=== SUPPLIED ENTRIES ===

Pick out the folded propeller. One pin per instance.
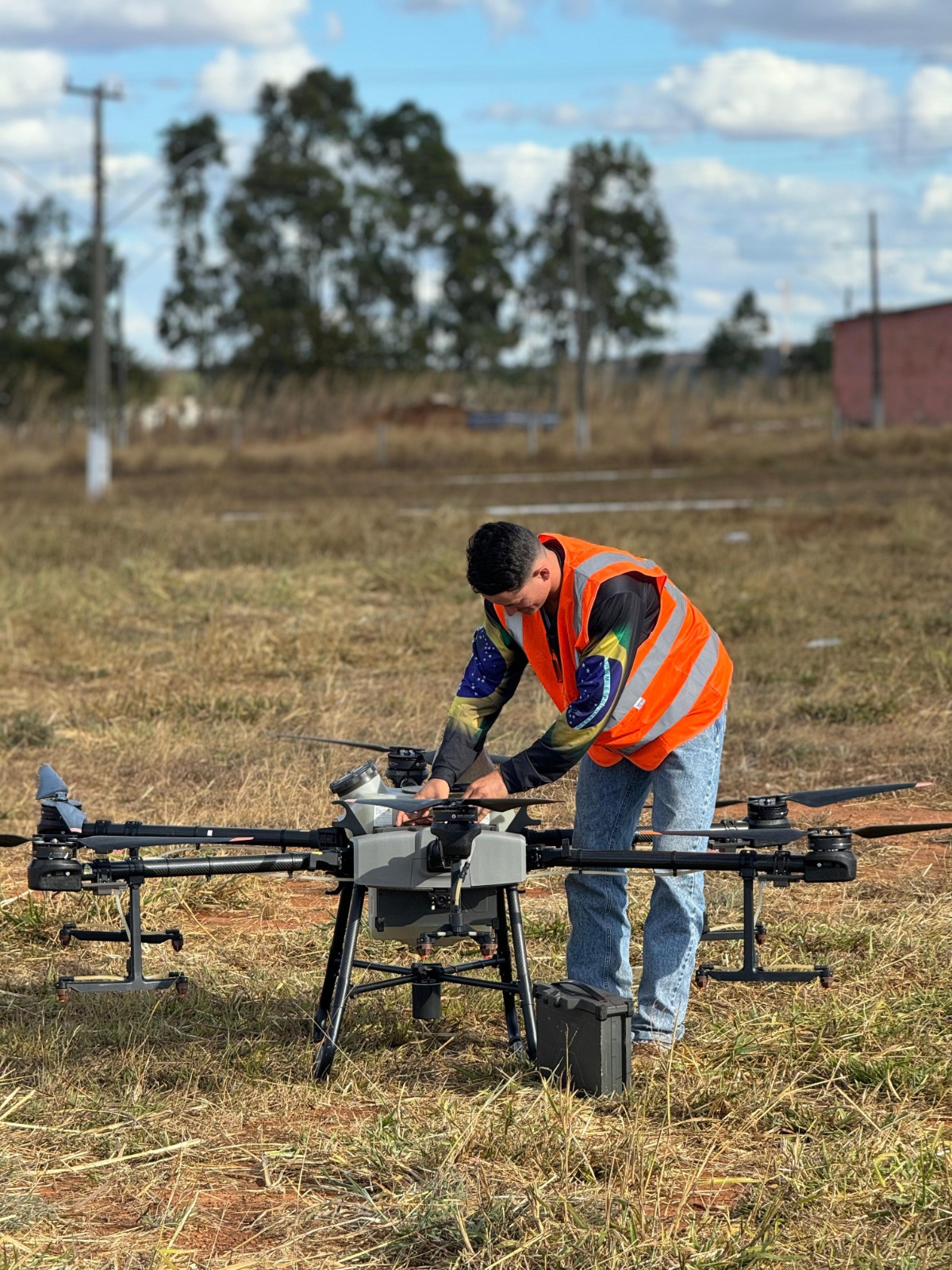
(378, 747)
(827, 798)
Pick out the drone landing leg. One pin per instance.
(135, 978)
(522, 969)
(342, 988)
(505, 972)
(330, 975)
(752, 971)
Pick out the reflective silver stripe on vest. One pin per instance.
(687, 698)
(640, 679)
(590, 567)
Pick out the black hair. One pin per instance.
(501, 556)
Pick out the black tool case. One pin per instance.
(584, 1035)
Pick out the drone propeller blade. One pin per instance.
(12, 840)
(827, 798)
(428, 755)
(418, 806)
(332, 741)
(50, 784)
(69, 812)
(771, 837)
(888, 831)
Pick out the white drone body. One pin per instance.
(408, 899)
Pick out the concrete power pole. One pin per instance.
(98, 450)
(879, 406)
(583, 436)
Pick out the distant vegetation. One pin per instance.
(351, 241)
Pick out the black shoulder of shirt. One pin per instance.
(625, 594)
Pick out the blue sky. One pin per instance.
(772, 126)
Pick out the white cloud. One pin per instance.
(937, 198)
(930, 106)
(524, 171)
(746, 93)
(503, 16)
(111, 25)
(758, 93)
(922, 25)
(29, 80)
(44, 139)
(232, 80)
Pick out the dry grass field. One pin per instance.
(149, 645)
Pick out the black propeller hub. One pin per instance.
(51, 823)
(406, 765)
(835, 838)
(455, 829)
(768, 812)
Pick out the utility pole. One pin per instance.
(98, 450)
(879, 406)
(583, 437)
(785, 318)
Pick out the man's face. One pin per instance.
(531, 596)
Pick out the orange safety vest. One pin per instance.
(678, 683)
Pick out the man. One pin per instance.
(641, 683)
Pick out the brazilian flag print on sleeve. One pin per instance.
(494, 673)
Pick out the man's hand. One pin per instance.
(492, 785)
(435, 787)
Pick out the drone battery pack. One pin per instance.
(584, 1037)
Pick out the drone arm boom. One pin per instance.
(213, 867)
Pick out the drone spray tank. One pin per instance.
(361, 783)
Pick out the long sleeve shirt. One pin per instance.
(624, 615)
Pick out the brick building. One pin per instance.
(916, 365)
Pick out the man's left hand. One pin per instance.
(492, 785)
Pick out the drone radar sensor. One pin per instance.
(450, 878)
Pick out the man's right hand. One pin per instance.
(435, 787)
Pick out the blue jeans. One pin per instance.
(607, 810)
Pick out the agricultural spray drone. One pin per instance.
(455, 879)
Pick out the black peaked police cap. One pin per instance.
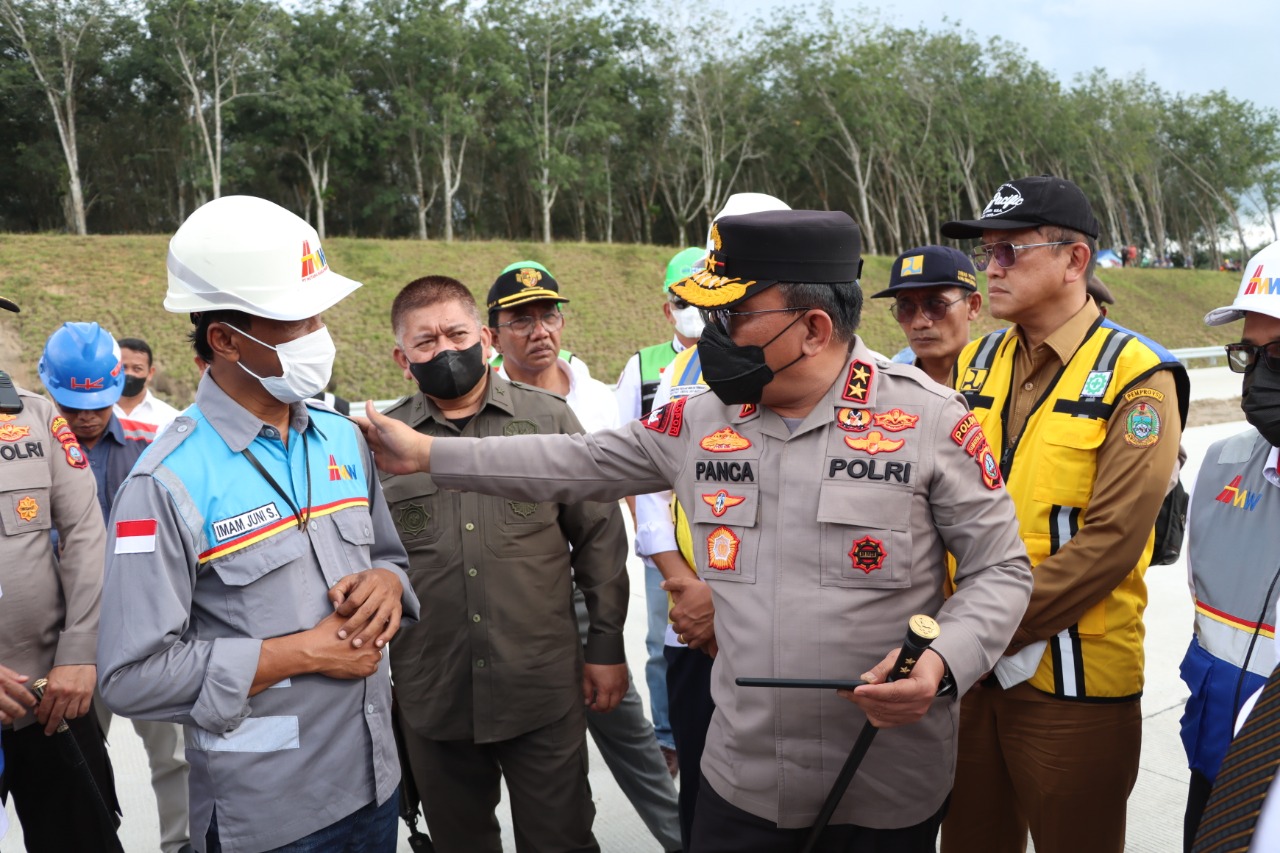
(1031, 203)
(755, 251)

===

◆ **EXERCISE TASK**
Please rewrite all the records above with "Pick out" renamed to "Locate", keeping everything else the same and leaving out the pictures.

◆ **TASK OUTPUT**
Locate the folded propeller. One pin per instance.
(378, 747)
(827, 798)
Locate the drone landing leg. One pin per instance.
(135, 978)
(522, 969)
(342, 988)
(505, 972)
(330, 975)
(752, 971)
Locate the reflective silver stripe on vest. One pin per instance.
(687, 698)
(640, 679)
(590, 567)
Locate the black hair. One pin per instance.
(501, 556)
Locate the black tool case. One pin per instance.
(584, 1035)
Locate the drone propeller blade. One pin per instance.
(12, 840)
(827, 798)
(428, 755)
(418, 806)
(332, 741)
(50, 784)
(69, 812)
(771, 837)
(888, 831)
Locate the white drone body. One pin per instance.
(408, 899)
Locate the concrete power pole. One pin per instance.
(98, 450)
(879, 406)
(583, 436)
Locate the distant vegetation. One pin per instance.
(351, 241)
Locate the black shoulder of shirt. One pin per instance.
(625, 594)
Locate the blue sky. One pin per instance.
(772, 126)
Locate the white cloud. One pin per instance.
(937, 198)
(930, 106)
(524, 171)
(746, 93)
(503, 16)
(111, 25)
(758, 93)
(922, 25)
(29, 80)
(44, 139)
(232, 80)
Locate the dry grass field. One pin per instance.
(149, 645)
Locate the black propeller hub. One pin per instance.
(51, 823)
(406, 765)
(835, 838)
(455, 829)
(768, 812)
Locate the utility pole. One pin per instance.
(98, 450)
(879, 406)
(583, 437)
(785, 318)
Locate the man's face. One pin per instance.
(531, 596)
Locate the orange safety vest. One pin per instance.
(678, 683)
Locate the man. One pin per instance.
(641, 683)
Locate the brazilian flag print on sleeve. One pin per instance.
(494, 673)
Locate the man's hand. One pin per instance.
(492, 785)
(435, 787)
Locate the drone battery pack. One pin per instance.
(584, 1037)
Locate the drone arm boom. One pin per instance.
(213, 867)
Locate the drone spray tank. One pin per instance.
(361, 783)
Locate the long sleeve shirt. One pin per instance.
(624, 615)
Locate the brick building. One pin per instance.
(916, 365)
Locate the man's left hand. One pin per instance.
(492, 785)
Locate the drone radar sensor. One pin per instance.
(450, 878)
Locate the man's right hand. One pin per instance.
(435, 787)
Locate the blue jeans. One pin per instance.
(607, 810)
Locate the agricultural spray drone. One pin per instance.
(455, 879)
Locate the black peaked police cap. One pin per instance.
(1031, 203)
(755, 251)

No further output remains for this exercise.